• ABOUT THIS EXERCISE: An identical copy of the records below is the expected result.
*** DATA RECORDS ***
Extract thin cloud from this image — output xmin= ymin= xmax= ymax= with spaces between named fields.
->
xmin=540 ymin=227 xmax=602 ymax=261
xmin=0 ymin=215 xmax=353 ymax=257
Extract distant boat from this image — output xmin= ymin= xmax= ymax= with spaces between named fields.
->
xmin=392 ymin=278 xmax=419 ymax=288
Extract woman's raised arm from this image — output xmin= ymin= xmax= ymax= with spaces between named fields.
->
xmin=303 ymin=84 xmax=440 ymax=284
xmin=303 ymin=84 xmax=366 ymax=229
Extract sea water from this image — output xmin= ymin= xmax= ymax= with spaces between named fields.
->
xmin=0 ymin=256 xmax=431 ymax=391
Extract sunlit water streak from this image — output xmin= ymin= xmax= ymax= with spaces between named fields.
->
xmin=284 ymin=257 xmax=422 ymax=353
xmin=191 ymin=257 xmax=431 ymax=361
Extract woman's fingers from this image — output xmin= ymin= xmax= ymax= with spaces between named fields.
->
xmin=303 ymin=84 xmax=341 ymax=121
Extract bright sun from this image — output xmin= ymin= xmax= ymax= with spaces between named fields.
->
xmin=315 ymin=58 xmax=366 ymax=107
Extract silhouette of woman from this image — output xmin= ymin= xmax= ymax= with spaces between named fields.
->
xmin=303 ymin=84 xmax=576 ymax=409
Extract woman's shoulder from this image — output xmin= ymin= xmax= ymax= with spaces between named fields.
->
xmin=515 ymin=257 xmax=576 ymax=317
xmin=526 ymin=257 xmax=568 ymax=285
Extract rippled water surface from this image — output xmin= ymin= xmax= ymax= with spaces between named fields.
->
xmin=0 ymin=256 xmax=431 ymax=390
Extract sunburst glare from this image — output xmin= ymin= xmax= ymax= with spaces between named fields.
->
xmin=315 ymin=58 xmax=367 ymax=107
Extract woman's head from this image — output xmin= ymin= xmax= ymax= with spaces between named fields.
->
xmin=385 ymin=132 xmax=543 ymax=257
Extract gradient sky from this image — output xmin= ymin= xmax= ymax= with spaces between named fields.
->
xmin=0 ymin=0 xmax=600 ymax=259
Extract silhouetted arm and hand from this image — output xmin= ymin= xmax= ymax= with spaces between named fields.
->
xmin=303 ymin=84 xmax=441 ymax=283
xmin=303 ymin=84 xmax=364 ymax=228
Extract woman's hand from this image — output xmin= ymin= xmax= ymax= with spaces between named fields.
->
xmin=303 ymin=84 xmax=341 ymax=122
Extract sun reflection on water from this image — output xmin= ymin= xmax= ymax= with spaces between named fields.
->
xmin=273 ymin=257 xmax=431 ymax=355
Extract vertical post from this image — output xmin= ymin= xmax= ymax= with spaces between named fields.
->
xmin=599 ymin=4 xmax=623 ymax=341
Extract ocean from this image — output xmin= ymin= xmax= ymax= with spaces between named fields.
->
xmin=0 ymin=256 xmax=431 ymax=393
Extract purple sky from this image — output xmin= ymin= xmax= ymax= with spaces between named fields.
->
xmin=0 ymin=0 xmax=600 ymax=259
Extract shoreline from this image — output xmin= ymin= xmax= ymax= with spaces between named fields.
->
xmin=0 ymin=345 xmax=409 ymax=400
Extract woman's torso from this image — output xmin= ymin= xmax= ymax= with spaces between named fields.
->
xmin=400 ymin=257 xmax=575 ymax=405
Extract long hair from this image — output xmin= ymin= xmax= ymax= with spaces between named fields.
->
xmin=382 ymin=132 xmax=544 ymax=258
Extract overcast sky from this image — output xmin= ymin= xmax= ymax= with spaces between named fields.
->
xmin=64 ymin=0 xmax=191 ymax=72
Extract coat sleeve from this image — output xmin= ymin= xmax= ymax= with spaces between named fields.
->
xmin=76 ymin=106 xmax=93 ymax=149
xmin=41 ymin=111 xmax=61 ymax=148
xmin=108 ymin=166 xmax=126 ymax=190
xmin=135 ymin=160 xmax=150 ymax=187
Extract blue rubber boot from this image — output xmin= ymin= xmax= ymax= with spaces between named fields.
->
*** End of DATA RECORDS ***
• TASK OUTPUT:
Extract thin cloud from this image — output xmin= ymin= xmax= ymax= with spaces between named fields.
->
xmin=540 ymin=227 xmax=602 ymax=261
xmin=0 ymin=215 xmax=353 ymax=257
Extract distant boat from this image — output xmin= ymin= xmax= ymax= with spaces between named fields.
->
xmin=392 ymin=278 xmax=419 ymax=288
Extract woman's raised arm from this image — output xmin= ymin= xmax= ymax= with spaces between named fields.
->
xmin=303 ymin=84 xmax=440 ymax=284
xmin=303 ymin=84 xmax=366 ymax=229
Extract sea water from this image — output xmin= ymin= xmax= ymax= with spaces between named fields.
->
xmin=0 ymin=256 xmax=431 ymax=391
Extract sunlit water streak from this image — output xmin= ymin= xmax= ymax= with spaces between named fields.
->
xmin=284 ymin=257 xmax=422 ymax=353
xmin=191 ymin=257 xmax=431 ymax=361
Extract woman's fingers from this image — output xmin= ymin= xmax= ymax= with spaces between named fields.
->
xmin=303 ymin=84 xmax=341 ymax=121
Extract bright sun from this image — output xmin= ymin= xmax= ymax= with spaces between named fields.
->
xmin=315 ymin=58 xmax=366 ymax=107
Extract silhouette of woman from this image — output xmin= ymin= xmax= ymax= with spaces between named fields.
->
xmin=303 ymin=84 xmax=576 ymax=409
Extract woman's shoulder from this image — output xmin= ymin= xmax= ymax= with spaces between named fields.
->
xmin=515 ymin=257 xmax=576 ymax=317
xmin=526 ymin=257 xmax=568 ymax=285
Extract rippled water surface from this image — output xmin= ymin= xmax= ymax= with spaces between named fields.
->
xmin=0 ymin=256 xmax=431 ymax=390
Extract sunburst glare from this image — output xmin= ymin= xmax= ymax= with spaces between named fields.
->
xmin=315 ymin=58 xmax=367 ymax=107
Extract woman's head from this image — output xmin= ymin= xmax= ymax= with spaces between named fields.
->
xmin=385 ymin=132 xmax=543 ymax=257
Extract gradient sky from this image — output xmin= ymin= xmax= ymax= with spaces between named fields.
->
xmin=0 ymin=0 xmax=600 ymax=259
Extract silhouetted arm and hand from this image — output xmin= ymin= xmax= ymax= with spaces between named fields.
->
xmin=303 ymin=84 xmax=441 ymax=283
xmin=303 ymin=84 xmax=364 ymax=228
Extract woman's hand from this image — output xmin= ymin= xmax= ymax= with spaces between named fields.
->
xmin=303 ymin=84 xmax=341 ymax=122
Extract sun reflection on water from this image — output xmin= ymin= xmax= ymax= with spaces between named fields.
->
xmin=273 ymin=257 xmax=431 ymax=355
Extract vertical post from this image — output xmin= ymin= xmax= ymax= with spaces between named fields.
->
xmin=599 ymin=4 xmax=623 ymax=341
Extract ocean from this image — output xmin= ymin= xmax= ymax= with spaces between named fields.
->
xmin=0 ymin=256 xmax=431 ymax=393
Extract purple sky from this image — output xmin= ymin= xmax= ymax= with spaces between named fields.
->
xmin=0 ymin=0 xmax=600 ymax=259
Extract shoreline from this image — output xmin= ymin= xmax= ymax= with spaces between named fields.
->
xmin=0 ymin=345 xmax=409 ymax=400
Extract woman's torso from this image — output xmin= ymin= xmax= ymax= with spaces between named fields.
->
xmin=400 ymin=257 xmax=575 ymax=405
Extract long hair from this image — output xmin= ymin= xmax= ymax= with spaces between named fields.
->
xmin=382 ymin=132 xmax=544 ymax=258
Extract overcast sky from this image — output xmin= ymin= xmax= ymax= with spaces between named fields.
->
xmin=64 ymin=0 xmax=191 ymax=72
Extract coat sleeve from this image — output xmin= ymin= xmax= ymax= with spaces between named fields.
->
xmin=76 ymin=106 xmax=93 ymax=149
xmin=41 ymin=111 xmax=61 ymax=148
xmin=108 ymin=166 xmax=126 ymax=190
xmin=135 ymin=160 xmax=150 ymax=187
Extract blue rubber boot from this image — output xmin= ymin= xmax= ymax= with spaces between named fields.
->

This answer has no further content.